**Problem:** Copy all of the material below word for word, keeping every line unchanged.

**Source material:**
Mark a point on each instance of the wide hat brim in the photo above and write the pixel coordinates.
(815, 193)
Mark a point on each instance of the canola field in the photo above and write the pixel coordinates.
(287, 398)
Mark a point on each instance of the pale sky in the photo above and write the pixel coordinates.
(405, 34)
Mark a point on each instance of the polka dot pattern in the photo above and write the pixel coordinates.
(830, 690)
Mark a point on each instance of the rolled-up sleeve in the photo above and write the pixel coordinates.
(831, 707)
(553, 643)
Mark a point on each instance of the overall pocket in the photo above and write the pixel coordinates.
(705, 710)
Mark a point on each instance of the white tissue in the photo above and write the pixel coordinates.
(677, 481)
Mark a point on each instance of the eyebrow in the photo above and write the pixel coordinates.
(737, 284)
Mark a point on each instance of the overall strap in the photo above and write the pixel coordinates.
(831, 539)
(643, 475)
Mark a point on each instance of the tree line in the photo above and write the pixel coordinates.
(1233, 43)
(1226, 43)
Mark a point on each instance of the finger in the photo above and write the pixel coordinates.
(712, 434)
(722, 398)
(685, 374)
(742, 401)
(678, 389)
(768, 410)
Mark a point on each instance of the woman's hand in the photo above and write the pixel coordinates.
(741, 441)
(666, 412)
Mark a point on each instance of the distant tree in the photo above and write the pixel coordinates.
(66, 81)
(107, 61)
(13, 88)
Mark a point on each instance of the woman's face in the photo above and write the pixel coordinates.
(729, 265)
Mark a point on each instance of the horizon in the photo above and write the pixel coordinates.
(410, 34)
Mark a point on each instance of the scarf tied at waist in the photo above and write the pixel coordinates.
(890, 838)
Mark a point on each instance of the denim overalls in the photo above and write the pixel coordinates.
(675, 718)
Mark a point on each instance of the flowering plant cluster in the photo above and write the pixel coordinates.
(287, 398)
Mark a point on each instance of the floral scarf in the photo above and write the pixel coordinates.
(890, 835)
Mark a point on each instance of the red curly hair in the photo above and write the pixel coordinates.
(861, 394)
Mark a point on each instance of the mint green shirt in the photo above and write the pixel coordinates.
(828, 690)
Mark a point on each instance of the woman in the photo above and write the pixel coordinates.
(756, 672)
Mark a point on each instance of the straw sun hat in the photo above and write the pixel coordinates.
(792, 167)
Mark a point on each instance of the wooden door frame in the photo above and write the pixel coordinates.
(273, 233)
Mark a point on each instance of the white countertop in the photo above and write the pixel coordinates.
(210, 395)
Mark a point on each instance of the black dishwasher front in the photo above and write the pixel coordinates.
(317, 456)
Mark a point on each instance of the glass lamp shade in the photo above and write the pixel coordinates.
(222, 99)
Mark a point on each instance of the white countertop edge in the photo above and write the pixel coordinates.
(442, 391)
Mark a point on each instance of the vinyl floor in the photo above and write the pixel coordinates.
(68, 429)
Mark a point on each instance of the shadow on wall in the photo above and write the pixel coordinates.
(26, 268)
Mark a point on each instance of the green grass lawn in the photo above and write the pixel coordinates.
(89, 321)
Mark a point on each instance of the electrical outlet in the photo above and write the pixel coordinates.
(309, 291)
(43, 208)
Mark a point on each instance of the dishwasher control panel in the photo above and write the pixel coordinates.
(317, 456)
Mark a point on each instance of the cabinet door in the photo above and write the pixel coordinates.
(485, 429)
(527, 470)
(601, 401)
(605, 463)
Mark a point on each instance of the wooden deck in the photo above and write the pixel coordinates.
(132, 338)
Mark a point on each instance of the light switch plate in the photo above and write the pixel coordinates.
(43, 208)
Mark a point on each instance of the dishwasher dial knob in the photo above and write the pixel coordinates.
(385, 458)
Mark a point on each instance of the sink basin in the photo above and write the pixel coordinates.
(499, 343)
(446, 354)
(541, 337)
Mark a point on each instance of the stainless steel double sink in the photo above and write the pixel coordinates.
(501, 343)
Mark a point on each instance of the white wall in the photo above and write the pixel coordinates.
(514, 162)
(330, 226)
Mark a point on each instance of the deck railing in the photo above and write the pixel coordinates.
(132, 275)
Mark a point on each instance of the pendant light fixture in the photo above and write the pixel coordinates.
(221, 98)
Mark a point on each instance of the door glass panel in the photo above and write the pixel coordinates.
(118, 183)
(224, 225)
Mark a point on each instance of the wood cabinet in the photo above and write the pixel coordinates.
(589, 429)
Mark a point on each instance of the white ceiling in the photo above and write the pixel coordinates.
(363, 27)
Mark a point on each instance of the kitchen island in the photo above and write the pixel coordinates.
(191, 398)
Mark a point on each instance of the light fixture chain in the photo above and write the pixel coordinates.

**Reply:**
Mark a point on each instance of the wide hat brim in the photo above and write the pixel coordinates.
(815, 193)
Mark a point on each instance of the canola field in the photo above and write the pixel coordinates.
(287, 398)
Mark a point on each instance of the pale sky in the photo above and write the pixel coordinates.
(405, 34)
Mark a point on each instance of the polka dot pattern in the photo above and write the pixel coordinates.
(830, 690)
Mark a point on each instance of the rolled-up sleeve in the photo above and write the pixel coordinates.
(831, 707)
(553, 643)
Mark a point on each instance of the overall pocket in the photo above and write the pixel coordinates.
(705, 710)
Mark a point on each instance of the white tissue in the photo above and write the pixel coordinates.
(677, 481)
Mark a point on each instance of the eyebrow in the photo above and write the pixel coordinates.
(737, 284)
Mark a point on each instance of the overall strap in the photo above and write the pixel coordinates.
(831, 539)
(643, 475)
Mark a point on each instance of the tree line in the photo above and write the pixel coordinates.
(1233, 43)
(1226, 43)
Mark a point on each instance of the finger in the photo above and write the pixel coordinates.
(712, 434)
(722, 398)
(685, 374)
(742, 401)
(678, 389)
(768, 410)
Mark a point on each instance of the woman's hand in the photo above and write the pixel coordinates.
(741, 441)
(666, 412)
Mark a point on each instance of the distant tree in the photo above and write the pixel coordinates.
(66, 81)
(107, 61)
(13, 88)
Mark a point on each instance of the woman's face in the photo above and write the pixel coordinates.
(729, 265)
Mark a point on each instance of the horizon in the photo above and write the pixel coordinates.
(410, 34)
Mark a point on each instance of the scarf tied at waist in the photo above and write the pixel coordinates.
(890, 838)
Mark a point on each instance of the denim overalls in the photo above and write the pixel coordinates.
(675, 718)
Mark a point on each instance of the flowering plant cluster in the photo above and write the pixel coordinates.
(287, 398)
Mark a point on each instance of the floral scarf in the photo above and write the pixel coordinates.
(890, 835)
Mark a point on each instance of the red curly hair in the photo above and write the pixel coordinates.
(861, 394)
Mark a point on each instance of the mint green shirt in the photo above and write the pixel coordinates.
(828, 690)
Mark a point on each instance of the woman in the photo above and write the pixel coordinates.
(756, 672)
Mark a point on each instance of the straw sun hat in the photo above and write the pixel coordinates.
(792, 167)
Mark a point on each instance of the wooden door frame in the photo above and write the pixel coordinates.
(273, 233)
Mark a point on each instance of the white countertop in the photo above and write the pixel coordinates.
(210, 395)
Mark a point on each instance of the black dishwasher front in the photo above and write the pixel coordinates.
(317, 456)
Mark a point on each instance of the glass lamp shade in the photo above and write the pixel coordinates.
(222, 99)
Mark a point on each instance of the white countertop edge in the photo above and write the pixel coordinates.
(442, 391)
Mark a point on each instance of the vinyl floor in the photo above and write the pixel coordinates.
(68, 429)
Mark a point on each instance of the shadow on wall in the photo above and write the pixel coordinates.
(26, 268)
Mark a point on each instance of the green grass lawn in the photo above and write the pixel coordinates.
(89, 321)
Mark a point on each instance of the electrical outlet in the photo above and write the pixel coordinates.
(309, 291)
(43, 208)
Mark a point on each instance of the dishwasher control panel in the photo above and write the pixel coordinates.
(317, 456)
Mark a point on each instance of the cabinet door in the photo above and write the pixel coordinates.
(485, 429)
(527, 470)
(601, 401)
(605, 463)
Mark a point on each instance of the wooden deck in the photo above and write the pixel coordinates.
(132, 338)
Mark a point on each instance of the light switch plate in the photo above and write the pixel coordinates.
(43, 208)
Mark a point on each instance of the dishwasher dial knob in the photo above and write the pixel coordinates.
(385, 458)
Mark a point on each instance of the sink basin in the photo above and write the pixel coordinates.
(499, 343)
(446, 354)
(541, 337)
Mark a point on each instance of the stainless steel double sink in the photo above and write the pixel coordinates.
(501, 343)
Mark a point on each instance of the white wall in the photo above and write the pixel coordinates.
(514, 162)
(330, 226)
Mark a point on each instance of the deck railing in the photo above and write the pixel coordinates.
(132, 275)
Mark a point on each instance of the pendant light fixture in the photo above and write the pixel coordinates.
(221, 98)
Mark a point on each instance of the door glass panel in the photo above and write the pixel coordinates.
(118, 183)
(224, 225)
Mark a point on each instance of the wood cabinet in the photo above and write the pixel coordinates.
(589, 429)
Mark a point on each instance of the white ceiling in the photo above and write the pixel coordinates.
(363, 27)
Mark a point on each instance of the kitchen island in the photo above and write the pixel coordinates.
(191, 398)
Mark a point on each instance of the light fixture chain in the photo above and write the pixel coordinates.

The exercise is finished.